Document:
------------

8. En cinquième lieu, en vertu du principe de l'indépendance des procédures de rectification menées à l'encontre d'une société de capitaux, d'une part, et de ses associés, d'autre part, est sans incidence sur les impositions en litige mises à la charge de M. D..., le moyen tiré de l'irrégularité de la notification de la proposition de rectification adressée à la SARL A....

9. En dernier lieu, les énonciations des doctrines référencées BOI-CF-PGR-20-20 n° 20 et n° 50, ainsi que BOI-CF-IOR-10-40 n° 40 sont relatives à la procédure d'imposition et ne constituent donc pas une interprétation d'un texte fiscal dont M. D... pourrait se prévaloir sur le fondement des dispositions de l'article L. 80 A du livre des procédures fiscales.

------------

Entrées:

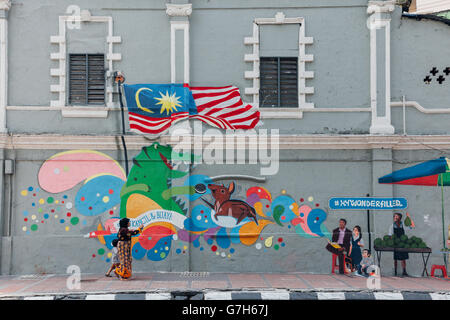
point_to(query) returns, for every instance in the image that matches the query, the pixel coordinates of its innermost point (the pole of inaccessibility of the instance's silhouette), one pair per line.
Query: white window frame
(61, 72)
(303, 58)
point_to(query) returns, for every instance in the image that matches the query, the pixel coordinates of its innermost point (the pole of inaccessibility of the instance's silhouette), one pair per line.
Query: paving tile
(203, 284)
(247, 281)
(323, 281)
(416, 295)
(406, 283)
(246, 296)
(303, 295)
(126, 296)
(288, 281)
(169, 285)
(359, 296)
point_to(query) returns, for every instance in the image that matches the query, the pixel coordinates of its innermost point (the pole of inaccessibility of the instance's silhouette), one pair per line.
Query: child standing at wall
(115, 258)
(365, 263)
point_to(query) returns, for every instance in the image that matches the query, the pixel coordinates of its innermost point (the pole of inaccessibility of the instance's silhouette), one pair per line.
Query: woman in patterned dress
(124, 235)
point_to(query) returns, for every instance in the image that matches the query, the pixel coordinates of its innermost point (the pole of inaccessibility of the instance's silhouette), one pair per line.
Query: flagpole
(443, 220)
(120, 79)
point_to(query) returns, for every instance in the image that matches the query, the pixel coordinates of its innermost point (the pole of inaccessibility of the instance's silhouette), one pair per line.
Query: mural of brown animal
(223, 206)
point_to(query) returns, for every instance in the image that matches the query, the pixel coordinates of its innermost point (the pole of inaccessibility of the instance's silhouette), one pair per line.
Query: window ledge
(280, 113)
(84, 112)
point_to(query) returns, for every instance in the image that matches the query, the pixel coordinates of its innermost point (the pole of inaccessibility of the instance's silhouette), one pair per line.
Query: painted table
(425, 252)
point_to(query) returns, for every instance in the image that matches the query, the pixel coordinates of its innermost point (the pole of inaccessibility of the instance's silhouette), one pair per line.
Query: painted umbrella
(435, 173)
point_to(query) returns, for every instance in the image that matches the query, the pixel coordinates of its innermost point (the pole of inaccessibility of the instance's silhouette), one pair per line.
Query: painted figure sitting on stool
(341, 236)
(398, 230)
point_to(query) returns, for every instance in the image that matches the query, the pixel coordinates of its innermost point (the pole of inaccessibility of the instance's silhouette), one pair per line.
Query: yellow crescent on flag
(139, 103)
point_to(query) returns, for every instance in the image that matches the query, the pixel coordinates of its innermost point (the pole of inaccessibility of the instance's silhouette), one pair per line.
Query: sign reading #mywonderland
(368, 203)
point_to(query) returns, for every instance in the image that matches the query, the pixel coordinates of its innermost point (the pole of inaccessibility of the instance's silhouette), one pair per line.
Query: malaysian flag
(153, 108)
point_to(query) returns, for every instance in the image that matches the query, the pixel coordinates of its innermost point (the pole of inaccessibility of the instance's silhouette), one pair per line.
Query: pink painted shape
(305, 210)
(65, 170)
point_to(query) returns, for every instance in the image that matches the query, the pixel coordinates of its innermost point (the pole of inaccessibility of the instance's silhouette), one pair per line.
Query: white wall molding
(184, 26)
(5, 5)
(379, 19)
(286, 142)
(61, 56)
(178, 10)
(303, 58)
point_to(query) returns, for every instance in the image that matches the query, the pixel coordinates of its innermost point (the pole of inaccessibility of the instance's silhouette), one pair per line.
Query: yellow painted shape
(258, 209)
(249, 232)
(137, 204)
(101, 238)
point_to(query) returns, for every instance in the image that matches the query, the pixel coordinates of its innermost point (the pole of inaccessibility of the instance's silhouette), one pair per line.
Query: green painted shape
(167, 194)
(277, 212)
(149, 176)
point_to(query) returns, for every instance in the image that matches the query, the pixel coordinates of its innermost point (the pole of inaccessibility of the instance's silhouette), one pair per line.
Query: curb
(243, 295)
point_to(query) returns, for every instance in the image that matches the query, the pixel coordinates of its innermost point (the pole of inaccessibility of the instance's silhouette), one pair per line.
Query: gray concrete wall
(340, 49)
(313, 176)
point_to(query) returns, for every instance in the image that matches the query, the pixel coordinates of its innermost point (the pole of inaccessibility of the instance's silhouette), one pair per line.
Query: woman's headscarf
(123, 223)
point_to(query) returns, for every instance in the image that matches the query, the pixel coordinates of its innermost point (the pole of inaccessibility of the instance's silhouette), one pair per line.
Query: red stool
(439, 267)
(334, 263)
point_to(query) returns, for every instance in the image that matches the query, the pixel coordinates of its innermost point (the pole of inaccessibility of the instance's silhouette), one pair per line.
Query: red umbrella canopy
(430, 173)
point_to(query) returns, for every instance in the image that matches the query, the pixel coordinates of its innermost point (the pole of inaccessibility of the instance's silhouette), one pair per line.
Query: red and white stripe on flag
(222, 107)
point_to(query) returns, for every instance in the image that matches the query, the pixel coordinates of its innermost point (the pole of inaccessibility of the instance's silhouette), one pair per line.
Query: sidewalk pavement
(222, 286)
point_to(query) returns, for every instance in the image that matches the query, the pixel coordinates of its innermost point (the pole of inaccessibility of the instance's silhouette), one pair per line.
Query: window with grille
(86, 79)
(278, 82)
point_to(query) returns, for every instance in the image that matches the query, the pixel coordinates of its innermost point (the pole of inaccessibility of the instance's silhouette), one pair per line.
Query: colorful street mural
(157, 194)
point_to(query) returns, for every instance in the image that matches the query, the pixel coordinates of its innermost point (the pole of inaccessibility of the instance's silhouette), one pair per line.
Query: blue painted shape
(367, 203)
(198, 179)
(222, 238)
(95, 197)
(137, 251)
(161, 250)
(315, 219)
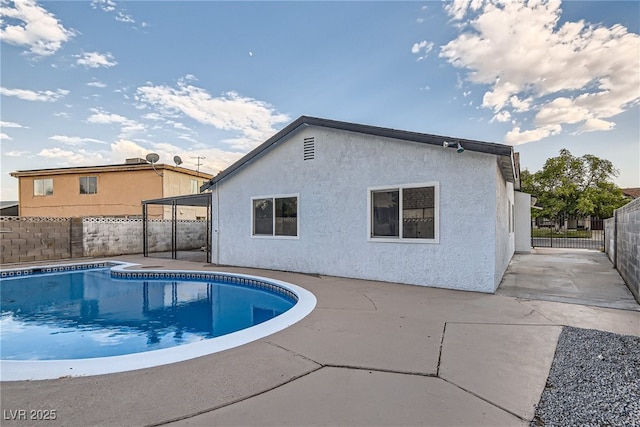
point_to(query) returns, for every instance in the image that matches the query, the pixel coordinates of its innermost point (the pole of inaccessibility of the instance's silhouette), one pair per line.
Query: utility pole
(198, 157)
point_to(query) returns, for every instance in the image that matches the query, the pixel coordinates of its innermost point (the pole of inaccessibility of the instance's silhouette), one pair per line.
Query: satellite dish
(152, 158)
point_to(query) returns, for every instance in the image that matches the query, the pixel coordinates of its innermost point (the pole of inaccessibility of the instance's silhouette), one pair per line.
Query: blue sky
(90, 83)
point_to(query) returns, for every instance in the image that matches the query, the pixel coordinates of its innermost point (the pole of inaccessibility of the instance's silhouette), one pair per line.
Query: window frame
(44, 193)
(80, 183)
(273, 198)
(194, 188)
(400, 238)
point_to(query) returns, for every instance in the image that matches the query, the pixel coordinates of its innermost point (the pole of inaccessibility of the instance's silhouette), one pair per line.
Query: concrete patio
(371, 353)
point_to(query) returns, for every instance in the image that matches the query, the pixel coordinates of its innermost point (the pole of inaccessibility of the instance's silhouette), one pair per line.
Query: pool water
(89, 314)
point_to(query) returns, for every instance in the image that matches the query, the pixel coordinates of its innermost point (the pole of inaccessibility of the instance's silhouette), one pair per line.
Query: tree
(574, 186)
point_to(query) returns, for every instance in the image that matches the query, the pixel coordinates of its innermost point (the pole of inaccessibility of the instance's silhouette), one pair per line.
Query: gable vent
(309, 148)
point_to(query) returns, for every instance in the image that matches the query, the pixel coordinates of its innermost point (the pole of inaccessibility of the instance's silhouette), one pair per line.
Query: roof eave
(508, 165)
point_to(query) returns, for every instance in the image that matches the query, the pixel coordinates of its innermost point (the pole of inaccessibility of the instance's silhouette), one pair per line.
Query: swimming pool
(103, 317)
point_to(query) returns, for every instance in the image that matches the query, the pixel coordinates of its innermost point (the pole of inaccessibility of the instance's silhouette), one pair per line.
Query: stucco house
(352, 200)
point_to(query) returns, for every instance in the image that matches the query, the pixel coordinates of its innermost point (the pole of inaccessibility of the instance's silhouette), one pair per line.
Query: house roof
(200, 199)
(106, 168)
(634, 193)
(507, 159)
(8, 204)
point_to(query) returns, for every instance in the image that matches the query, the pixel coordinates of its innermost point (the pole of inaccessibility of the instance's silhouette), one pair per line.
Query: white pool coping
(22, 370)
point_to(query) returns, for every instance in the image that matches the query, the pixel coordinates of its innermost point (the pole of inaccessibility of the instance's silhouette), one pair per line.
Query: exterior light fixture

------------

Exercices:
1 – Relevez toutes les lignes des enregistrements qui contiennent la chaîne « house », en respectant la casse.
2 – Poursuivez la décision sur le litige fiscal à partir de sa dernière phrase.

Résultats:
1 –
Query: stucco house
Query: house roof

2 –
Sur le bien-fondé des impositions :

10. Aux termes de l'article 109 du code général des impôts : " 1. Sont considérés comme revenus distribués : / 1° Tous les bénéfices ou produits qui ne sont pas mis en réserve ou incorporés au capital (...) ". Aux termes de l'article 111 du code général des impôts : " Sont notamment considérés comme revenus distribués (...) / c. Les rémunérations et avantages occultes ; (...) / e. Les dépenses et charges dont la déduction pour l'assiette de l'impôt sur les sociétés est interdite en vertu des dispositions du premier alinéa et du c du 4 de l'article 39 ".

En ce qui concerne les dépenses et les amortissements de biens à caractère personnel déduits par la SARL A... :

11. M. D... a, par courrier du 21 février 2012, contesté les rectifications relatives aux revenus de capitaux mobiliers taxés sur le fondement du c) de l'article 111 du code général des impôts. En application des dispositions de l'article R. 194-1 du livre des procédures fiscales, il appartient à l'administration de démontrer tant l'existence et le montant de ces revenus que leur appréhension par le contribuable.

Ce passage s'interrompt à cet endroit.